● **PROBLEM DESCRIPTION**
Copy out the entries exactly, from the first line to the last.

----- RECORDS SUPPLIED

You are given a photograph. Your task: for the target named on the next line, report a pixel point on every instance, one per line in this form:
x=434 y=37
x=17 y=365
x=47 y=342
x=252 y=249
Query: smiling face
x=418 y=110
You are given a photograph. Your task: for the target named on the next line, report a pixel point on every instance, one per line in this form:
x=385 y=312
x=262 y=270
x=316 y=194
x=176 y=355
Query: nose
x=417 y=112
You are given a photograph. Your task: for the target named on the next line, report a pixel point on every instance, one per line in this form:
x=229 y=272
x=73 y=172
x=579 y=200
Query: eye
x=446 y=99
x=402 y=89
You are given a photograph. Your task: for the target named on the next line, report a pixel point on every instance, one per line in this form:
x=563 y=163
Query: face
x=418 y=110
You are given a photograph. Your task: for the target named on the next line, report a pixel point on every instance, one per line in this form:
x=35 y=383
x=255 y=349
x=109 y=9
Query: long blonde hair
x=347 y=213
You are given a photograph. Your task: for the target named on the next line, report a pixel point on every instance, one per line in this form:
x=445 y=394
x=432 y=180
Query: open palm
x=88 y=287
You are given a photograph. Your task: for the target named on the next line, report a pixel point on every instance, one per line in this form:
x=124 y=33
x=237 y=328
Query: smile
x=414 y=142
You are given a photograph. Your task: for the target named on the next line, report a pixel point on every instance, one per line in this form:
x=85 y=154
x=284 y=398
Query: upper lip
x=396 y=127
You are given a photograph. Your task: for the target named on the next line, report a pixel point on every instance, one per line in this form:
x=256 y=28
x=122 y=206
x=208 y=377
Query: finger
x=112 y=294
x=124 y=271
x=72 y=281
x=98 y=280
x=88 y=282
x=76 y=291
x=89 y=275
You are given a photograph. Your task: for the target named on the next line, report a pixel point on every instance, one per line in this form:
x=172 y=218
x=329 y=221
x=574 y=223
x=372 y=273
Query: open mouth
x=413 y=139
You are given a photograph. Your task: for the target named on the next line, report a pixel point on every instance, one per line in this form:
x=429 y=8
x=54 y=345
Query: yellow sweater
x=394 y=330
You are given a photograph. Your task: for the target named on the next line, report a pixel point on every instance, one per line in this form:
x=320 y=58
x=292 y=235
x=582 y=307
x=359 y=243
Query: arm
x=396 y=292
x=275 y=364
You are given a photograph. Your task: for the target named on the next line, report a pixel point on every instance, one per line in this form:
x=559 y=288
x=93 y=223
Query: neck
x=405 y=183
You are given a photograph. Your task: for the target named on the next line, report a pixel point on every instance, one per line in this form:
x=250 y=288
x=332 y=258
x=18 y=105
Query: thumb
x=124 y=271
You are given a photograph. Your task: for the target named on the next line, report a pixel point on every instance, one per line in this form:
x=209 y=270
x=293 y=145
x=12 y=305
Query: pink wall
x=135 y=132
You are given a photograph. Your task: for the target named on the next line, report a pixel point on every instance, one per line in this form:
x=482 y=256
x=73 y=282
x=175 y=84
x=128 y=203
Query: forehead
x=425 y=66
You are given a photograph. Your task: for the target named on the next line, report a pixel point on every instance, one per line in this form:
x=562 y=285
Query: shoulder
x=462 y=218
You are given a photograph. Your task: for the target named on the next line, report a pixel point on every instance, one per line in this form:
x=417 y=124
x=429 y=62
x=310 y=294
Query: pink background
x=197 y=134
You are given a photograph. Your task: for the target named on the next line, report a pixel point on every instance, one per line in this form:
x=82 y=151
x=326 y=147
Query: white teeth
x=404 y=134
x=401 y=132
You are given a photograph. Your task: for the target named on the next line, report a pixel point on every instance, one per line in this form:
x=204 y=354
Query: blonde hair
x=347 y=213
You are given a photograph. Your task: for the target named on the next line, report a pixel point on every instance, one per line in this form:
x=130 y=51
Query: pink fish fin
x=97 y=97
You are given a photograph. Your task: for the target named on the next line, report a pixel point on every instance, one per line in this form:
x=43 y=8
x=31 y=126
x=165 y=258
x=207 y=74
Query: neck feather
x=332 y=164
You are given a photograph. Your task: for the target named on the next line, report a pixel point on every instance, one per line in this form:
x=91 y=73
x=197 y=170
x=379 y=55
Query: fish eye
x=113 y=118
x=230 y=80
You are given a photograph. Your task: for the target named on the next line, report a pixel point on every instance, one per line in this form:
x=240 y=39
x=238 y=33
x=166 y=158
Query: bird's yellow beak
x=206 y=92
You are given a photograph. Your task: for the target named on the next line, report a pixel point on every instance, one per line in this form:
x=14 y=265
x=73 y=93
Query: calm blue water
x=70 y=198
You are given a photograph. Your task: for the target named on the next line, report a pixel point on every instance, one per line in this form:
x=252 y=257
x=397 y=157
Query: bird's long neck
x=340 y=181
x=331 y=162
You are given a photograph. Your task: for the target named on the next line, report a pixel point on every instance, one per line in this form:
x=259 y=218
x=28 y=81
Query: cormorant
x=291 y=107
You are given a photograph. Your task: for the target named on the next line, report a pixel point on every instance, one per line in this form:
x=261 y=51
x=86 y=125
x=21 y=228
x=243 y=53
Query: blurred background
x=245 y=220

----------

● **FULL SOLUTION**
You are given a photograph. Your task: for the target named on the next line, report a pixel point on every instance, one per line in this form:
x=434 y=37
x=17 y=365
x=47 y=342
x=252 y=249
Query: smiling face
x=418 y=110
You are given a photograph. Your task: for the target named on the next line, report a pixel point on every instance, one per line in this form:
x=385 y=312
x=262 y=270
x=316 y=194
x=176 y=355
Query: nose
x=417 y=112
You are given a photograph. Your task: for the target named on the next line, report a pixel point on every instance, one per line in this form:
x=229 y=272
x=73 y=172
x=579 y=200
Query: eye
x=446 y=99
x=402 y=89
You are given a photograph. Your task: for the target named on the next line, report a pixel point on every instance, one per line in this form:
x=563 y=163
Query: face
x=418 y=110
You are given a photograph. Your task: for the target named on the next line, report a pixel point on every instance, one per line in this form:
x=35 y=383
x=255 y=349
x=109 y=9
Query: long blonde hair
x=347 y=213
You are given a photograph. Your task: for the target named on the next line, report a pixel point on every instance, one per line in this form:
x=445 y=394
x=432 y=180
Query: open palm
x=88 y=287
You are given a photograph. Your task: for the target named on the next line, report a pixel point on every instance, one per line in this form:
x=124 y=33
x=237 y=328
Query: smile
x=414 y=142
You are given a photograph. Your task: for the target named on the next line, report a pixel point on every instance, one per line in this form:
x=85 y=154
x=284 y=398
Query: upper lip
x=396 y=127
You are given a photograph. Your task: for the target named on the next line, report a pixel point on every instance, one per line in this form:
x=256 y=28
x=122 y=206
x=208 y=377
Query: finger
x=112 y=294
x=124 y=271
x=72 y=281
x=98 y=280
x=88 y=282
x=76 y=291
x=89 y=275
You are given a photograph. Your task: for the target named on the next line, report a pixel point on every instance, one per line in this form:
x=172 y=218
x=329 y=221
x=574 y=223
x=372 y=273
Query: open mouth
x=413 y=139
You are given a photograph. Your task: for the target named on the next line, report a pixel point on every instance, one per line in this form:
x=429 y=8
x=54 y=345
Query: yellow sweater
x=394 y=330
You are given a photograph. Your task: for the target named on the next line, report a pixel point on every instance, one per line in this form:
x=320 y=58
x=292 y=235
x=582 y=307
x=359 y=243
Query: arm
x=396 y=292
x=275 y=364
You are given a photograph. Your task: for the target named on the next line, report a pixel point on every instance, one per line in this form:
x=559 y=288
x=93 y=223
Query: neck
x=405 y=183
You are given a photograph. Your task: for the target named on the next line, report a pixel point on every instance, one per line in this form:
x=250 y=288
x=332 y=258
x=18 y=105
Query: thumb
x=124 y=271
You are given a photograph. Your task: for the target named on the next line, report a pixel point on every instance, one per line in this form:
x=209 y=270
x=293 y=145
x=12 y=305
Query: pink wall
x=135 y=132
You are given a photograph. Your task: for the target named on the next line, report a pixel point on every instance, one per line in this form:
x=482 y=256
x=73 y=282
x=175 y=84
x=128 y=203
Query: forehead
x=425 y=66
You are given a photograph. Your task: for the target named on the next line, report a pixel point on every instance, one per line in this form:
x=562 y=285
Query: shoulder
x=462 y=218
You are given a photograph. Your task: for the target named on the next line, report a pixel point on every instance, one per line in this form:
x=417 y=124
x=429 y=62
x=310 y=294
Query: pink background
x=197 y=134
You are given a photograph. Your task: for the target named on the next line, report a pixel point on every instance, one per line in this form:
x=82 y=151
x=326 y=147
Query: white teeth
x=404 y=134
x=401 y=132
You are given a photograph. Your task: for the target named on the next line, report a pixel point on every instance, one per line in this form:
x=204 y=354
Query: blonde hair
x=347 y=213
You are given a photograph. Your task: for the target named on the next line, report a pixel point on every instance, one per line in this form:
x=130 y=51
Query: pink fish fin
x=97 y=97
You are given a photograph. Your task: for the target named on the next line, report a pixel point on every instance, one per line in this form:
x=43 y=8
x=31 y=126
x=165 y=258
x=207 y=74
Query: neck feather
x=332 y=164
You are given a photograph. Your task: for the target named on the next line, report a pixel point on every instance, one per line in this form:
x=91 y=73
x=197 y=170
x=379 y=55
Query: fish eye
x=113 y=118
x=230 y=80
You are given a photograph. Your task: for the target named on the next line, report a pixel point on every instance, one per line in this form:
x=240 y=39
x=238 y=33
x=166 y=158
Query: bird's yellow beak
x=206 y=92
You are given a photograph. Your task: for the target named on the next line, report a pixel point on every instance, one per line in this form:
x=14 y=265
x=73 y=93
Query: calm blue water
x=70 y=198
You are given a photograph. Your task: for the target named on the next line, report a pixel point on every instance, one per line in this form:
x=252 y=257
x=397 y=157
Query: bird's long neck
x=340 y=181
x=331 y=162
You are given a photograph. Your task: for the target named on the next line, report a pixel point on every instance, one per line in this form:
x=259 y=218
x=28 y=81
Query: cormorant
x=291 y=107
You are given a photograph. Your task: for the target named on the next line, report a pixel point on every instance, one per line in this form:
x=261 y=51
x=86 y=125
x=21 y=228
x=243 y=53
Query: blurred background
x=245 y=220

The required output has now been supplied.